* Start GIVEN TEXT *

Chaney interviews both Dr. Hamilton and Dixon about the ravaged facilities, but is only given vague answers. He eventually talks to Gina, who strongly believes Rebecca was murdered. Chaney breaks into Dr. Hamilton's house to find clues and finds an article about a strange hulking creature retrieved from ice during the 1970s. Chaney is then attacked by a hit squad but manages to neutralize them and heads to Brick's bar for help. They later go to the Tipler Institute to save Gina from another hit squad. Afterwards, they head to the last facility in the Arctic where Dr. Hamilton left to.

Hunter and the team reach a cavern where they know the creature is waiting for them. The beast speaks to Hunter, who reveals its name to be “Luther”. After shaking off the beast, Hunter and the team manage to escape and reach the last facility, where Colonel Maddox waits for them. Dr. Hamilton and his team have another creature, long dead, stored deep within the facility. They manage to synthesize a serum that maintains the creature's longevity without turning one into a beast themselves, similar to what happened to Luther.

Dr. Hamilton attempts to test this on Dr. Tipler but is stopped by Ghost. Hunter keeps the serum, knowing that it's something Dr. Hamilton doesn't want anyone to know about. Chaney and Brick arrive at the base and interviews Hunter and the team about their encounter with the creature. Dr. Tipler theorizes that the creature is an ancient smilodon. Dr. Hamilton gives Chaney a tour of the facility, while Hunter sneaks into the deep part of the base storing the other creature. Hunter finds a video of Luther injecting himself with a serum and turning into the smilodon-like creature that he and the team encountered.

Dr. Hamilton and his security team catch Hunter, and reveals that the operation is an attempt to make certain members of society immortal in order to control and shape the world from the shadows. Brick arrives and opens fire on the security team. Hunter knocks out Dr. Hamilton and destroys the dead creature. Up above, the Luther-creature arrives and attacks the facility. Dr. Tipler dies from a heart attack and Ghost dies battling the creature. Bobbi Jo manages to wound the beast with her Beretta Sniper enough for it to retreat. Dixon arrives with a kill team of his own, planning to tie loose ends by bombing the area, along with Hunter and the survivors.

Hunter threatens to destroy the synthesized serum if Dixon doesn't pull out his kill team. Dixon reluctantly complies but upon learning of Dr. Tipler's death, Hunter slashes the serum and forces Dixon into a helicopter, leaving Dr. Hamilton behind to be killed in the bombing. Hunter and the survivors intend on following the creature and kill it once and for all. They follow the creature to a cave and discover that it is the grave site of the species, who murdered each other in blind, cannibalistic rage. Brick, Takakura, and Dixon die in the final battle with the creature. Hunter sets the beast on fire and decapitates him with his Bowie knife. Hunter, Chaney, and Bobbi Jo leave the cave and are evacuated by the US Marshals, who arrest Dr. Hamilton who survived the aerial bombing.

* End GIVEN TEXT *

STATED EXERCISE:
Answer these questions about the plot summary:
1. What is the subject of the article Chaney finds in Dr. Hamilton's house?
2. What does Dr. Tipler theorize the creature is?
3. What two things does Hunter do to the beast in the final battle?
The records are separate material, independent of the plot summary.

* Start RECORD EXCERPTS *

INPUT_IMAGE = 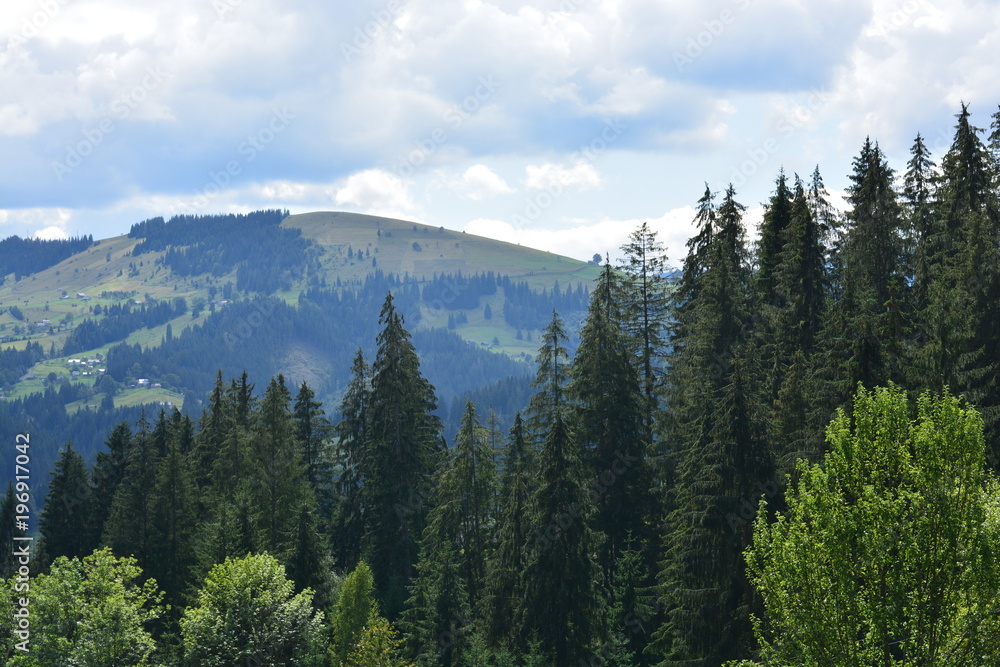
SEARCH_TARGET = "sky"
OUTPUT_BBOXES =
[0,0,1000,265]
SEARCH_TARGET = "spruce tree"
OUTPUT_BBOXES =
[91,422,132,536]
[620,222,669,442]
[39,442,96,560]
[448,401,496,609]
[331,349,371,568]
[650,186,771,666]
[753,170,792,308]
[483,413,533,648]
[518,414,601,665]
[362,293,441,619]
[144,413,198,616]
[102,415,159,568]
[569,264,654,580]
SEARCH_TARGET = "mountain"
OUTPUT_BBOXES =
[0,211,598,488]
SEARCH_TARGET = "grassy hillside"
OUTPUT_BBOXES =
[0,212,599,411]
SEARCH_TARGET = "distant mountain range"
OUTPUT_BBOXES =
[0,210,599,488]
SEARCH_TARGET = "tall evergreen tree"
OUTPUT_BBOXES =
[569,264,654,580]
[518,414,601,665]
[145,414,198,605]
[483,413,533,648]
[39,442,96,560]
[102,415,159,568]
[650,186,770,666]
[362,293,441,619]
[621,222,669,442]
[91,422,132,536]
[331,349,371,568]
[753,169,792,307]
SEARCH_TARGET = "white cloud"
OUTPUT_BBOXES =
[525,160,601,190]
[35,226,69,241]
[451,164,514,201]
[333,169,414,215]
[464,206,694,266]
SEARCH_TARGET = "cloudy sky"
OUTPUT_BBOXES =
[0,0,1000,263]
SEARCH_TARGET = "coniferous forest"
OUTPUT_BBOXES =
[0,105,1000,667]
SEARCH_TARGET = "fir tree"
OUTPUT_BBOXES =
[362,294,441,619]
[569,264,654,579]
[332,349,371,568]
[39,442,96,560]
[91,422,132,536]
[650,186,770,666]
[518,414,601,665]
[483,413,533,646]
[621,222,669,442]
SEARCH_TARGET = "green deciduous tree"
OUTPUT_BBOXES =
[746,388,1000,666]
[8,549,163,667]
[181,554,328,667]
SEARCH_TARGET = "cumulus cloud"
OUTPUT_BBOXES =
[451,164,514,201]
[525,160,601,190]
[464,206,694,266]
[333,169,414,214]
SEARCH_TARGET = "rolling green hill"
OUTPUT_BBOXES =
[0,212,598,411]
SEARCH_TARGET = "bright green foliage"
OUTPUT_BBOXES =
[39,443,96,559]
[8,548,163,667]
[746,388,1000,667]
[361,294,441,618]
[346,616,412,667]
[330,561,378,665]
[180,554,327,667]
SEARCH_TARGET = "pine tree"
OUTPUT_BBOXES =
[483,413,533,646]
[400,448,472,667]
[145,413,198,616]
[753,170,792,308]
[295,381,330,497]
[622,222,669,442]
[902,133,938,310]
[362,294,441,619]
[448,401,496,609]
[331,349,371,568]
[518,414,601,665]
[91,422,132,536]
[102,415,159,568]
[651,186,771,666]
[39,442,96,560]
[527,310,570,447]
[569,264,654,579]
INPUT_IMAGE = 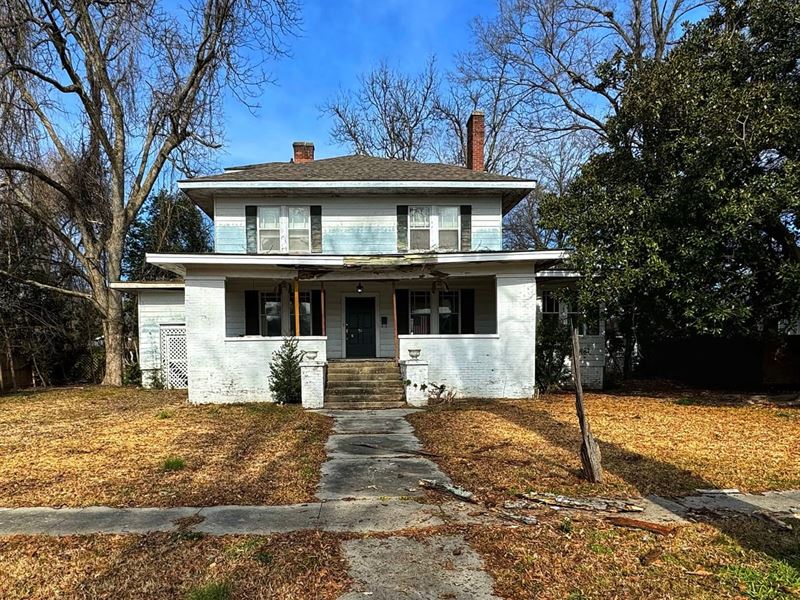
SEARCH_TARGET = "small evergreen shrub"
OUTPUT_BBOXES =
[269,338,303,404]
[536,319,572,392]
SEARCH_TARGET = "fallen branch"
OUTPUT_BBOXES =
[515,492,644,512]
[607,517,675,535]
[753,510,792,531]
[419,479,475,503]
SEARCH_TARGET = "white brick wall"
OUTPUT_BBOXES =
[400,274,536,398]
[186,277,326,403]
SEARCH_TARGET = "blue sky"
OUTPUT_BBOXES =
[216,0,496,167]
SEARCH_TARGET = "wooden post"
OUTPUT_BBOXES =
[572,317,603,483]
[319,281,328,336]
[294,277,300,337]
[392,281,400,364]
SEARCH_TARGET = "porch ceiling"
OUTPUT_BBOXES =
[147,250,569,279]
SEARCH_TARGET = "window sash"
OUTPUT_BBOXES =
[259,292,281,337]
[439,290,461,334]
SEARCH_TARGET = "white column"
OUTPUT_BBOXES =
[300,358,326,408]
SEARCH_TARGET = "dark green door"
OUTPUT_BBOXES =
[344,298,376,358]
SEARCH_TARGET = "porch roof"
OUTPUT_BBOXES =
[147,250,569,276]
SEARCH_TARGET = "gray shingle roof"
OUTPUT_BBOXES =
[189,155,533,187]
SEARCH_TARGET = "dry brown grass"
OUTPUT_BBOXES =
[0,531,349,600]
[410,393,800,500]
[0,387,331,507]
[466,517,800,600]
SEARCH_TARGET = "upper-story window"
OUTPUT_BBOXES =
[408,206,460,251]
[258,206,311,252]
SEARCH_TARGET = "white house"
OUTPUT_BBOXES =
[116,112,603,406]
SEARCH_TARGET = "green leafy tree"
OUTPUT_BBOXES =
[269,338,303,404]
[542,0,800,363]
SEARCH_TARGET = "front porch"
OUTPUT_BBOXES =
[171,254,552,404]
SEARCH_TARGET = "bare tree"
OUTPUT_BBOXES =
[503,132,597,250]
[474,0,713,140]
[321,59,439,160]
[0,0,298,385]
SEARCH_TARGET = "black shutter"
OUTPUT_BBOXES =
[461,204,472,252]
[461,290,475,333]
[310,206,322,253]
[244,206,258,254]
[311,290,322,335]
[395,290,408,335]
[244,290,261,335]
[397,205,408,252]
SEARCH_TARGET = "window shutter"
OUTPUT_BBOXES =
[244,290,261,335]
[244,206,258,254]
[397,205,408,253]
[461,290,475,333]
[310,206,322,253]
[461,204,472,252]
[395,290,408,335]
[311,290,322,335]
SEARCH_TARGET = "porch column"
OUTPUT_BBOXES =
[294,277,300,337]
[300,352,325,408]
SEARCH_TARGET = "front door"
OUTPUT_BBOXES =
[344,297,376,358]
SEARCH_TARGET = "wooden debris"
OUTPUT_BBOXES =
[607,516,676,535]
[753,510,792,531]
[520,492,644,512]
[419,479,475,503]
[493,510,539,525]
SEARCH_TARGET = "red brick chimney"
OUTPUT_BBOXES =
[467,110,484,171]
[292,142,314,163]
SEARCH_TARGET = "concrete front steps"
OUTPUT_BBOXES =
[325,359,406,409]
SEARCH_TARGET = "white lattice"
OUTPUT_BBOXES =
[161,325,189,389]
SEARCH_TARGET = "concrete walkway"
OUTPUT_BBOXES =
[317,408,450,500]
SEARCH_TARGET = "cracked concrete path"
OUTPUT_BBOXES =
[317,408,450,500]
[317,409,495,600]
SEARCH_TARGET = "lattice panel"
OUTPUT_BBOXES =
[161,325,189,389]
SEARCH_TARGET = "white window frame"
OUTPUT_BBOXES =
[256,204,311,254]
[406,204,461,252]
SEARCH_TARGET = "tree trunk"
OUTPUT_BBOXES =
[102,290,125,386]
[572,319,603,483]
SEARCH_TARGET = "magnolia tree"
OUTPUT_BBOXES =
[0,0,299,385]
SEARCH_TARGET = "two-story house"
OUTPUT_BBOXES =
[111,112,600,405]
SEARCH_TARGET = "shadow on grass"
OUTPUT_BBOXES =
[482,403,800,569]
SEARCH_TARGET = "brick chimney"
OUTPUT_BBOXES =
[292,142,314,163]
[467,110,484,171]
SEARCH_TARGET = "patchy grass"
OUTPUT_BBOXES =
[0,387,331,507]
[466,515,800,600]
[161,456,186,471]
[409,391,800,501]
[0,531,349,600]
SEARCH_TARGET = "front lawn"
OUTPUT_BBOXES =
[0,387,331,507]
[0,531,349,600]
[409,393,800,500]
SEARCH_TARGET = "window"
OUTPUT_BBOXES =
[408,292,431,335]
[261,292,281,337]
[408,206,461,251]
[258,206,311,252]
[289,206,311,252]
[258,206,281,252]
[408,206,431,250]
[289,292,311,335]
[439,291,461,333]
[438,206,460,251]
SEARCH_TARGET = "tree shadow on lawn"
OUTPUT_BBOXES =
[483,404,800,569]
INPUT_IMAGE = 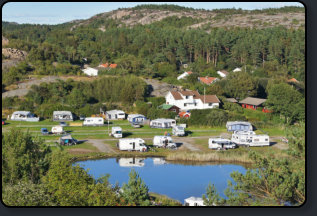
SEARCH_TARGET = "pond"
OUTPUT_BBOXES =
[75,158,246,203]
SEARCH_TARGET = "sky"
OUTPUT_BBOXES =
[2,2,303,25]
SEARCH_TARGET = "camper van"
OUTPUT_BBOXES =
[52,125,65,134]
[172,125,185,136]
[117,138,147,152]
[150,119,176,128]
[83,117,105,126]
[231,131,270,147]
[118,158,145,167]
[208,138,236,149]
[153,136,176,149]
[110,127,122,138]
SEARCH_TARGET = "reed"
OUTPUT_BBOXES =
[166,152,252,163]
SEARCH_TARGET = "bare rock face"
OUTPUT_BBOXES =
[2,36,9,46]
[2,48,27,60]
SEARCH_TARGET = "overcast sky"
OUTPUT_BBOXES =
[2,2,303,24]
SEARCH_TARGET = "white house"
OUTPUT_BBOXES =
[82,67,98,76]
[165,90,220,110]
[106,110,125,120]
[233,68,242,72]
[184,197,205,206]
[177,71,193,80]
[217,70,229,78]
[11,111,40,122]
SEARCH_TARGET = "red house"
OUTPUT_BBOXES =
[239,97,272,113]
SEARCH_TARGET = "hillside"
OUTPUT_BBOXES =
[71,5,305,31]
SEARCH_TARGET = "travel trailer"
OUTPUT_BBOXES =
[59,134,78,146]
[11,111,40,122]
[110,127,122,138]
[150,119,176,128]
[53,111,74,121]
[118,158,145,167]
[52,125,65,134]
[231,131,270,147]
[172,125,185,136]
[128,114,146,124]
[153,136,177,149]
[106,110,125,120]
[208,138,236,150]
[226,121,253,131]
[184,197,205,206]
[117,138,147,152]
[83,117,105,126]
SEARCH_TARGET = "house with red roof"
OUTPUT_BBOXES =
[198,76,219,85]
[165,90,220,111]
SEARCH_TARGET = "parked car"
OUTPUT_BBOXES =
[79,115,86,121]
[41,128,50,135]
[59,122,68,127]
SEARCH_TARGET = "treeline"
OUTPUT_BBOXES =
[3,12,305,81]
[2,76,147,118]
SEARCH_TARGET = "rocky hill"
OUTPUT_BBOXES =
[71,6,305,31]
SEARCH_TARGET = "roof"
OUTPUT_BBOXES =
[226,98,238,103]
[171,91,183,100]
[106,110,124,114]
[239,97,266,106]
[152,119,175,122]
[218,70,229,75]
[200,95,220,103]
[287,78,298,83]
[12,111,31,115]
[159,104,174,110]
[109,64,117,68]
[53,111,72,115]
[198,77,217,85]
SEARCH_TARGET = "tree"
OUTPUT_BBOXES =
[121,169,150,206]
[202,184,224,206]
[2,129,50,184]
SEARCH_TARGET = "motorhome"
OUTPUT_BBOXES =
[117,138,147,152]
[118,158,145,167]
[53,111,74,121]
[110,127,122,138]
[83,117,105,126]
[52,125,65,134]
[127,114,146,124]
[226,121,253,131]
[150,119,176,128]
[172,125,185,136]
[153,136,177,149]
[208,138,236,149]
[184,197,205,206]
[106,110,125,120]
[11,111,40,122]
[231,131,270,146]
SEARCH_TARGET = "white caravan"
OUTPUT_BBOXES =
[11,111,40,122]
[110,127,122,138]
[184,197,205,206]
[231,131,270,146]
[117,138,147,152]
[153,136,176,149]
[118,158,145,167]
[150,119,176,128]
[52,125,65,134]
[83,117,105,126]
[208,138,236,149]
[172,125,185,136]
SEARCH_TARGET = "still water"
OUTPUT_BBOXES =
[75,158,246,203]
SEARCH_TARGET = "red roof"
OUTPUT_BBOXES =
[198,77,217,85]
[109,64,117,68]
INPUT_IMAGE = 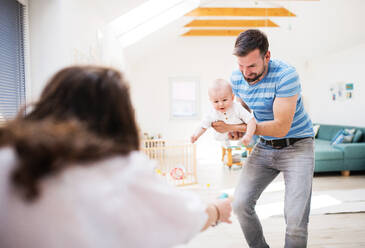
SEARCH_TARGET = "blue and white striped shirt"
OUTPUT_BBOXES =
[231,59,314,140]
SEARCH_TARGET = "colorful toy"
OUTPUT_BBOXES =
[170,167,185,180]
[218,193,229,199]
[142,139,198,186]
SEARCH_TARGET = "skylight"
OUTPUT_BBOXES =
[110,0,200,47]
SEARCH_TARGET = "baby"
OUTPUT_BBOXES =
[191,79,256,146]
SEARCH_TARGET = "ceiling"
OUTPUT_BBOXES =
[121,0,365,65]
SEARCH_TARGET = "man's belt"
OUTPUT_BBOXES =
[260,137,309,149]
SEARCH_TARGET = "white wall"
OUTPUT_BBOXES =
[306,42,365,126]
[29,0,365,139]
[125,20,306,140]
[29,0,145,101]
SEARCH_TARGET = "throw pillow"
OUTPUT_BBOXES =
[313,125,320,138]
[331,129,345,145]
[342,128,356,143]
[352,129,363,143]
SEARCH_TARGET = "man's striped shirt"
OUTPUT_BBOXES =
[231,59,314,140]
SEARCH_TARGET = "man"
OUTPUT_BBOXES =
[213,30,314,248]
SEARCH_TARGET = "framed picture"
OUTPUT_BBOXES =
[169,77,199,119]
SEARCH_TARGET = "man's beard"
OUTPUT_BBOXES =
[242,65,266,83]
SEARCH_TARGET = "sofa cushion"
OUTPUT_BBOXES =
[313,124,321,137]
[315,139,343,160]
[352,129,363,143]
[334,143,365,159]
[331,128,356,145]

* End RECORD EXCERPTS *

SOLUTION:
1. A strange hulking creature retrieved from ice during the 1970s.
2. An ancient smilodon.
3. He sets it on fire and decapitates it with his Bowie knife.